Brief a ->
Answer these questions about the Dask-MPI forum thread.
(i) Which Python version does the conda create command specify?
(ii) How many processes does the mpirun command request?
(iii) Which class is imported from dask.distributed in the interpreter?

Text passage ->
════════

0

I'm attempting to run the Dask-MPI "Getting Started" (http://mpi.dask.org/en/latest/) example in a fresh Anaconda environment.

I set up an environment using

conda create -n dask-mpi -c conda-forge python=3.7 dask-mpi
conda activate dask-mpi

Inside the environment, I run

mpirun -np 4 dask-mpi --scheduler-file ./scheduler.json

Then, from a python interpreter on the same machine (and in the same folder), I run

from dask.distributed import Client
client = Client(scheduler_file='/path/to/scheduler.json')

This results in the following error:

Traceback (most recent call last):
  File "<stdin>", line 1, in <module>
  File "/home/nleaf/anaconda3/envs/dask-mpi/lib/python3.7/site-packages/distributed/client.py", line 712, in __init__
    self.start(timeout=timeout)
  File "/home/nleaf/anaconda3/envs/dask-mpi/lib/python3.7/site-packages/distributed/client.py", line 858, in start
    sync(self.loop, self._start, **kwargs)
  File "/home/nleaf/anaconda3/envs/dask-mpi/lib/python3.7/site-packages/distributed/utils.py", line 331, in sync
    six.reraise(*error[0])
  File "/home/nleaf/anaconda3/envs/dask-mpi/lib/python3.7/site-packages/six.py", line 693, in reraise
    raise value
  File "/home/nleaf/anaconda3/envs/dask-mpi/lib/python3.7/site-packages/distributed/utils.py", line 316, in f
    result[0] = yield future
  File "/home/nleaf/anaconda3/envs/dask-mpi/lib/python3.7/site-packages/tornado/gen.py", line 729, in run
    value = future.result()
  File "/home/nleaf/anaconda3/envs/dask-mpi/lib/python3.7/site-packages/tornado/gen.py", line 736, in run
    yielded = self.gen.throw(*exc_info)  # type: ignore
  File "/home/nleaf/anaconda3/envs/dask-mpi/lib/python3.7/site-packages/distributed/client.py", line 954, in _start
    yield self._ensure_connected(timeout=timeout)
  File "/home/nleaf/anaconda3/envs/dask-mpi/lib/python3.7/site-packages/tornado/gen.py", line 729, in run
    value = future.result()
  File "/home/nleaf/anaconda3/envs/dask-mpi/lib/python3.7/site-packages/tornado/gen.py", line 736, in run
    yielded = self.gen.throw(*exc_info)  # type: ignore
  File "/home/nleaf/anaconda3/envs/dask-mpi/lib/python3.7/site-packages/distributed/client.py", line 1015, in _ensure_connected
    timedelta(seconds=timeout), self._update_scheduler_info()
  File "/home/nleaf/anaconda3/envs/dask-mpi/lib/python3.7/site-packages/tornado/gen.py", line 729, in run
    value = future.result()

════════

Brief b ->
Gather every line of the records that contains the word "window".

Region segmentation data
════════

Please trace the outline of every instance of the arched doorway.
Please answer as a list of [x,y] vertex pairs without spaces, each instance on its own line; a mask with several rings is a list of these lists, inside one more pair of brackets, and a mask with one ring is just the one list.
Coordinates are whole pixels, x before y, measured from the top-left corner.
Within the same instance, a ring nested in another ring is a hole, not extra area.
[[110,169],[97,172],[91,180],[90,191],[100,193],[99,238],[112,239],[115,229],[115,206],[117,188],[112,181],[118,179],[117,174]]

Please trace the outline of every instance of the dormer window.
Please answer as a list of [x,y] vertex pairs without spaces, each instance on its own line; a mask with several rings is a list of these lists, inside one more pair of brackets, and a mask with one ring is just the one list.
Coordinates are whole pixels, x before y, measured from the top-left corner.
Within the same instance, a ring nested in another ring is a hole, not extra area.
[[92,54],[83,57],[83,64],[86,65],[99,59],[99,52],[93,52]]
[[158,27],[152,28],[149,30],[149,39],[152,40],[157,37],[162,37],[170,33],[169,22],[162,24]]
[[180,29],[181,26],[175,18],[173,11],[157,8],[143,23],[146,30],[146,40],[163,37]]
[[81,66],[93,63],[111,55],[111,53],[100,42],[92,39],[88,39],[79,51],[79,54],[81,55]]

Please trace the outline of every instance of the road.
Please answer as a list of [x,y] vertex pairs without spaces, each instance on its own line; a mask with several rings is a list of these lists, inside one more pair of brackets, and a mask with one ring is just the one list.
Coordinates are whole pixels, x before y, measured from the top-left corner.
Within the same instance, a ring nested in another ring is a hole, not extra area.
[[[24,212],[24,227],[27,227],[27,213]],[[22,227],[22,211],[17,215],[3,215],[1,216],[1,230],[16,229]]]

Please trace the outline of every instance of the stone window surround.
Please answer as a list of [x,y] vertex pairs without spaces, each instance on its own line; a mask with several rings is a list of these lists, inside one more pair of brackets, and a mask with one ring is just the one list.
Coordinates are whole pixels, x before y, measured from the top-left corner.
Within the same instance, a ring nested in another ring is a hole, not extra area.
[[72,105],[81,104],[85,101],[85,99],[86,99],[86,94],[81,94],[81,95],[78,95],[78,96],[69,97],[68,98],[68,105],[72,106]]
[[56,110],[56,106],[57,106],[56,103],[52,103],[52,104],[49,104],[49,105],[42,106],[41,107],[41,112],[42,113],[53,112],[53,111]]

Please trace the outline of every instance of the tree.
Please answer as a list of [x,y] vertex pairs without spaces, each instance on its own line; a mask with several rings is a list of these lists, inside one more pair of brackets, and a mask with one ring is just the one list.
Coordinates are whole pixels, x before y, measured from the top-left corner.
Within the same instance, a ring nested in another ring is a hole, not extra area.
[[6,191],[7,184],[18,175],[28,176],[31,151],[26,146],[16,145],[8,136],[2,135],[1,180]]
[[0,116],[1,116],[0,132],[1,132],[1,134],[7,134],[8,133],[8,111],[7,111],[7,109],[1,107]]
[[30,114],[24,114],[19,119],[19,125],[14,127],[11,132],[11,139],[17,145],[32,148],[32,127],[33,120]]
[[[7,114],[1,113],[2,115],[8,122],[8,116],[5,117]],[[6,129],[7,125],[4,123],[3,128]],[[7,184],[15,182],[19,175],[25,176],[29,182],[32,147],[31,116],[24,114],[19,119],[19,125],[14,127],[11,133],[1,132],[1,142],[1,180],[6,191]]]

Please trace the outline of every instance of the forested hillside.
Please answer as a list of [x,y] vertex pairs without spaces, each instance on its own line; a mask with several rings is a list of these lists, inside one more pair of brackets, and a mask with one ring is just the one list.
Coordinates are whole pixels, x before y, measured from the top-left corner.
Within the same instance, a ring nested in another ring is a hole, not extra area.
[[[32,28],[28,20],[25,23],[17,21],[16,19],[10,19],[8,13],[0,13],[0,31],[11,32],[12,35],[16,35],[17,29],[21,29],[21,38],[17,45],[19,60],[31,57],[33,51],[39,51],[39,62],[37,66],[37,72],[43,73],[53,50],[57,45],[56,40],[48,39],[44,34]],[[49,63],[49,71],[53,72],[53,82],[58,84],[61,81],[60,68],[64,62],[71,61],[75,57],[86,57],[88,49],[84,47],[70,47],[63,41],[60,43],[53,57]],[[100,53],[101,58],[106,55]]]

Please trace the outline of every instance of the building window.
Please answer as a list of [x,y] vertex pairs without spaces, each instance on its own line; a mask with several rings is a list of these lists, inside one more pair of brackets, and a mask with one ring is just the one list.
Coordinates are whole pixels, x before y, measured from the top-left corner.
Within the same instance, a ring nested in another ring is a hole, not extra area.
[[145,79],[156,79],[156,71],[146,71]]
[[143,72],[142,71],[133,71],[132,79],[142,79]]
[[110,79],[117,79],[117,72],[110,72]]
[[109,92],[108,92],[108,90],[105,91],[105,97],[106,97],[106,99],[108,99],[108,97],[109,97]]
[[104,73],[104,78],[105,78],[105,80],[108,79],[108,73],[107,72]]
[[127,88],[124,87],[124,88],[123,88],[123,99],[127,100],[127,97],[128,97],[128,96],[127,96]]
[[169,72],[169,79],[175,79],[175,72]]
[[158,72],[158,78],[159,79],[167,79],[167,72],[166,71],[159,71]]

════════

Finished answer a ->
(i) Python 3.7
(ii) 4
(iii) Client

Finished answer b ->
Please trace the outline of every instance of the dormer window.
Please trace the outline of every instance of the stone window surround.
Please trace the outline of every instance of the building window.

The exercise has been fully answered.